PROMPT -
Count the lines in the material below that contain the word "every". Give only the number.

GIVEN DATA -
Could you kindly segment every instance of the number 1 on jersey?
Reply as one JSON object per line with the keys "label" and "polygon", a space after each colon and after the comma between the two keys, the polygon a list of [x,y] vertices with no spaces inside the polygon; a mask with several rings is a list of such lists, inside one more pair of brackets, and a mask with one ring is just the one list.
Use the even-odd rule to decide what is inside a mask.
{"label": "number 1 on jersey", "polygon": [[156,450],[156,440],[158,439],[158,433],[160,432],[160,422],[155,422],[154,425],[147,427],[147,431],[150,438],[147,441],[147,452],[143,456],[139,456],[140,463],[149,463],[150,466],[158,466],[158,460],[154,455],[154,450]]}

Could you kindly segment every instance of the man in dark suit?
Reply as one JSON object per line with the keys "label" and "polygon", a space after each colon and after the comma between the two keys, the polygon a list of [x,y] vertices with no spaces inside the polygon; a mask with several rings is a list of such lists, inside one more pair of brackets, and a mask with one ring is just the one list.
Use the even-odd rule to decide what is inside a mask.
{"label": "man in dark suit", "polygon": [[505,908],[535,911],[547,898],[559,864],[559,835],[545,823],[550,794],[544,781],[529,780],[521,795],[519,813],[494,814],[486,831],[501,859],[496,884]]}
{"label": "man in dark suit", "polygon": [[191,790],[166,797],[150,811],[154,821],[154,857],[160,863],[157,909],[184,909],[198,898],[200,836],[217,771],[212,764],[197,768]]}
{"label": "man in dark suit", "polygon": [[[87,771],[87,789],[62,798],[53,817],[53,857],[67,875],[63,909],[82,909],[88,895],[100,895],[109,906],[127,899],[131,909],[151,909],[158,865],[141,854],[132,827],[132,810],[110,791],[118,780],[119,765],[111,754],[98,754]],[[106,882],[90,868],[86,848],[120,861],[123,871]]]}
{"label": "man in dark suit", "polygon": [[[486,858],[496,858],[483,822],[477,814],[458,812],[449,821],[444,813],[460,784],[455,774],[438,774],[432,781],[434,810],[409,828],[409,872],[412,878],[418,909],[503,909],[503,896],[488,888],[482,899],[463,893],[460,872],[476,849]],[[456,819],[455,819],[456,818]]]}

==

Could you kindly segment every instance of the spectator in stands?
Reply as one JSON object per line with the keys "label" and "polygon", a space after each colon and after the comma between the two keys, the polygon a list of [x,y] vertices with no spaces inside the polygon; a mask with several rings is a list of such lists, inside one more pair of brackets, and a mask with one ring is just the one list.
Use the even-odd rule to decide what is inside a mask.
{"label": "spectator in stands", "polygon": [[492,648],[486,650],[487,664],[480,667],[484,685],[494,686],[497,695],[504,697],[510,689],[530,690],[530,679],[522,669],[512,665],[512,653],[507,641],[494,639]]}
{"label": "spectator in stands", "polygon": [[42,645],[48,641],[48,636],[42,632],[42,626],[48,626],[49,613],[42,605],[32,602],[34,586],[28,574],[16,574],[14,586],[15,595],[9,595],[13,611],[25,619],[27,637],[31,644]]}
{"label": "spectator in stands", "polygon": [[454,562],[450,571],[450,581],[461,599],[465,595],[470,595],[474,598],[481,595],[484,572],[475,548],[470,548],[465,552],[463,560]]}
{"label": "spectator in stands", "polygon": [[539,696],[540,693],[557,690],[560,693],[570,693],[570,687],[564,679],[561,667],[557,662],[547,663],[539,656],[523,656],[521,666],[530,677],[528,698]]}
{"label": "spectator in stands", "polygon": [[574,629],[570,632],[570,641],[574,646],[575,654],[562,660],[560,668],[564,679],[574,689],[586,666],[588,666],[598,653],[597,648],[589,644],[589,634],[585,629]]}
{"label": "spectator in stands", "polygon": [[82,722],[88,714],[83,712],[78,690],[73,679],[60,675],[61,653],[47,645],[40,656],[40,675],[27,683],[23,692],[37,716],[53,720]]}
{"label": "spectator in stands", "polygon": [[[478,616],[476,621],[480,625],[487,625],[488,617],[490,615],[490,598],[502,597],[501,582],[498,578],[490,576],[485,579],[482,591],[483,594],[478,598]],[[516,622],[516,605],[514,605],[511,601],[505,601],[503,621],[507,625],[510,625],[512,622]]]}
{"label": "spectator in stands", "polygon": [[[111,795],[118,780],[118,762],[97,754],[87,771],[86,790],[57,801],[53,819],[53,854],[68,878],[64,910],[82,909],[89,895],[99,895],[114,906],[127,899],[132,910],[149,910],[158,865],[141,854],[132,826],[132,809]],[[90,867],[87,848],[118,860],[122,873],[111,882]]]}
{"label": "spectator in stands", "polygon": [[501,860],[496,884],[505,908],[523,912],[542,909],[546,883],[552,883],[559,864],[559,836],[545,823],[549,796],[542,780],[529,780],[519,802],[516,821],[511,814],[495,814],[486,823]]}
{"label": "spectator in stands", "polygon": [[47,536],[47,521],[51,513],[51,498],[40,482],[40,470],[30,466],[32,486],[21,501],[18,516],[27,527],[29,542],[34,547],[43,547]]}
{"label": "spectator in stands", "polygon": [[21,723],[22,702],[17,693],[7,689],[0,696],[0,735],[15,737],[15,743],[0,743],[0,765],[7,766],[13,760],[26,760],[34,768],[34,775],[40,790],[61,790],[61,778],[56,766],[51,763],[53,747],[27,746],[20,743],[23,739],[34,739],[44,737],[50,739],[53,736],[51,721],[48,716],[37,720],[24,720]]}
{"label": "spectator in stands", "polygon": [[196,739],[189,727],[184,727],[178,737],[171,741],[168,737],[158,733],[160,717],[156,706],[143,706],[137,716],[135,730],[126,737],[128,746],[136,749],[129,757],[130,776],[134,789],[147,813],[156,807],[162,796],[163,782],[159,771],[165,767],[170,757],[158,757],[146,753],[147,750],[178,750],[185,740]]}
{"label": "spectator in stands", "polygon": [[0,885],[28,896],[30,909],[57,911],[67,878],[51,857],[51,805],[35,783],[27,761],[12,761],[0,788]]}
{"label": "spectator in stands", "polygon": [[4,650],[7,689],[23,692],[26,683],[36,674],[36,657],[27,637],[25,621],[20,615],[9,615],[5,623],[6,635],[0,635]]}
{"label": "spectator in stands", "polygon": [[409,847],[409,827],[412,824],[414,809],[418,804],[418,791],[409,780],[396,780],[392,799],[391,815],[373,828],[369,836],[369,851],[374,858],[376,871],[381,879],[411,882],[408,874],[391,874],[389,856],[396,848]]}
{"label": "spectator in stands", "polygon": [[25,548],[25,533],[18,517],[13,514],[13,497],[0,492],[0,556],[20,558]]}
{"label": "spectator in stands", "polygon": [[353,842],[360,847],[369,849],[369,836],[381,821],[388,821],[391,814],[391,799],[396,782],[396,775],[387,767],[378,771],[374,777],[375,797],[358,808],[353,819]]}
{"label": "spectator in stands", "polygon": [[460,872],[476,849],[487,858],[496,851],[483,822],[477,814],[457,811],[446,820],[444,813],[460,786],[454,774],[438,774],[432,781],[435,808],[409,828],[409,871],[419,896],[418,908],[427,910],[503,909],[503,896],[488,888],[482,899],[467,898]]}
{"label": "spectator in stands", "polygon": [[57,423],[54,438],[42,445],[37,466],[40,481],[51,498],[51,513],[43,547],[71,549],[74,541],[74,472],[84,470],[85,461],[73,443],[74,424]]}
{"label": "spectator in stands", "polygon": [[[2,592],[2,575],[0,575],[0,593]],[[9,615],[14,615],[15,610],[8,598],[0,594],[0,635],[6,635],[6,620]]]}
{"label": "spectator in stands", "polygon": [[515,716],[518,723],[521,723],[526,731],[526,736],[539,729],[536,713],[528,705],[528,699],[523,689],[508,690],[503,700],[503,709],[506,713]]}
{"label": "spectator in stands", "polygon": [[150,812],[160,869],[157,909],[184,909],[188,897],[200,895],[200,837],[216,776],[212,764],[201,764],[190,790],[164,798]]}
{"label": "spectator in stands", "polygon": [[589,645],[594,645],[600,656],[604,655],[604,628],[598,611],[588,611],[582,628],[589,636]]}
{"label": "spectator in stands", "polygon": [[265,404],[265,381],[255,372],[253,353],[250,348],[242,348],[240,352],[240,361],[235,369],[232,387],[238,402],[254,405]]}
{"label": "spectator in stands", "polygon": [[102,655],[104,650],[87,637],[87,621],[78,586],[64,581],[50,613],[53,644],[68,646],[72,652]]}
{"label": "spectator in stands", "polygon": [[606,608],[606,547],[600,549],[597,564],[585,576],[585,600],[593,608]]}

RESPONSE TO THIS TASK -
3